§ **Task input**:

Start of Block

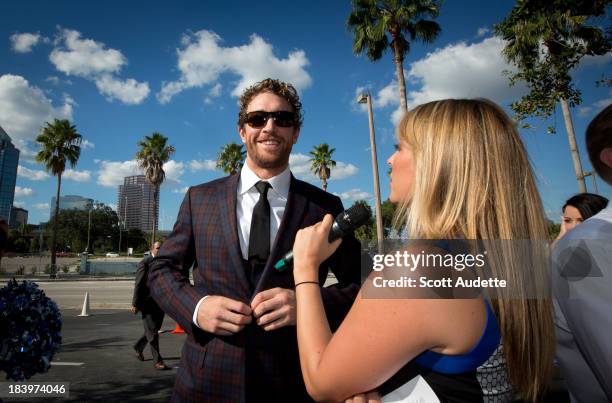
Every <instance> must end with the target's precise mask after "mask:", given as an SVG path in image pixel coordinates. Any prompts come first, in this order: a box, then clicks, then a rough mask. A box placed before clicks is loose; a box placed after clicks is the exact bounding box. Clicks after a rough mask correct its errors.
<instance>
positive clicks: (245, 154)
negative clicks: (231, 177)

End of Block
Start of Block

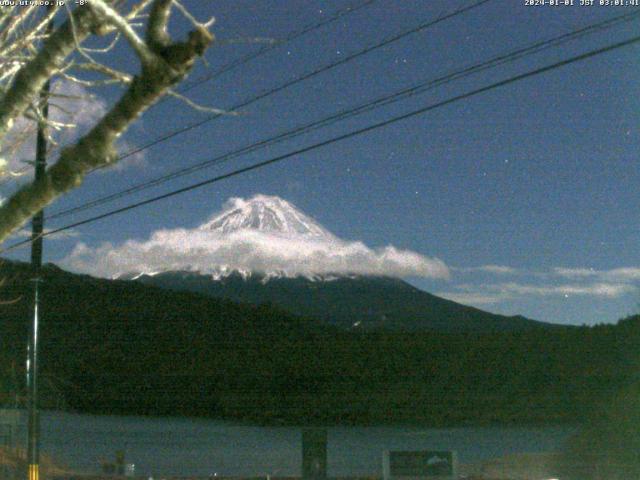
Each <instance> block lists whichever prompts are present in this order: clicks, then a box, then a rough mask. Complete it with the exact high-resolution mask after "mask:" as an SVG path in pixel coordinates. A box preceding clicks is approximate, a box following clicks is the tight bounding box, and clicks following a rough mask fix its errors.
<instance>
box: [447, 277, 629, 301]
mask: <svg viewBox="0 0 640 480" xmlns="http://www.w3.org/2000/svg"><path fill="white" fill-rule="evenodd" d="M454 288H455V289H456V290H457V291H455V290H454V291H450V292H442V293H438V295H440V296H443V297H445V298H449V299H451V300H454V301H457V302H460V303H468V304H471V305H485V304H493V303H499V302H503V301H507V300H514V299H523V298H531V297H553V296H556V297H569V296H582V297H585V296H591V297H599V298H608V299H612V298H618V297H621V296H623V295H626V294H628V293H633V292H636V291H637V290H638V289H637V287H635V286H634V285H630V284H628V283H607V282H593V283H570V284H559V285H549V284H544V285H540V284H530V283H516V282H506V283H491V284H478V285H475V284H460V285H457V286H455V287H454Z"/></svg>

End of Block
Start of Block

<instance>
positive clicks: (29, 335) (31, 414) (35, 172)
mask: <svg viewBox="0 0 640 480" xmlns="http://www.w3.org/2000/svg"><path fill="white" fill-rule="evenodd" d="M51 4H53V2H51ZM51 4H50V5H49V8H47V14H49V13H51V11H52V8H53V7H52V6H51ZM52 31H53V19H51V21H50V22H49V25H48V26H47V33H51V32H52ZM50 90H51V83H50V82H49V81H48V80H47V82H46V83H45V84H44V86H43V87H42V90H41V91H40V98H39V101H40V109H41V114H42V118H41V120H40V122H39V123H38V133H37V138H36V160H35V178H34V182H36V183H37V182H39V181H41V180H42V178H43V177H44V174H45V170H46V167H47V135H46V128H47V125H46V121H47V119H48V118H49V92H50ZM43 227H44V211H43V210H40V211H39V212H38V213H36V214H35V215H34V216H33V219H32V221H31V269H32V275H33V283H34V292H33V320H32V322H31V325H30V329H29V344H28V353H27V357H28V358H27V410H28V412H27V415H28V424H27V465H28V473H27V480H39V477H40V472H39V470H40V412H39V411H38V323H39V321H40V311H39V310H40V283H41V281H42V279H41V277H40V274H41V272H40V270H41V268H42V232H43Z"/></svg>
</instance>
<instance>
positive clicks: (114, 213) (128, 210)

End of Block

§ **Exercise prompt**: Please give back exactly the lines of this listing beginning at the line with "</instance>" and ending with the line with "positive clicks: (114, 213) (128, 210)", both included, and nothing else.

§ **Result of this exercise**:
</instance>
<instance>
positive clicks: (114, 213) (128, 210)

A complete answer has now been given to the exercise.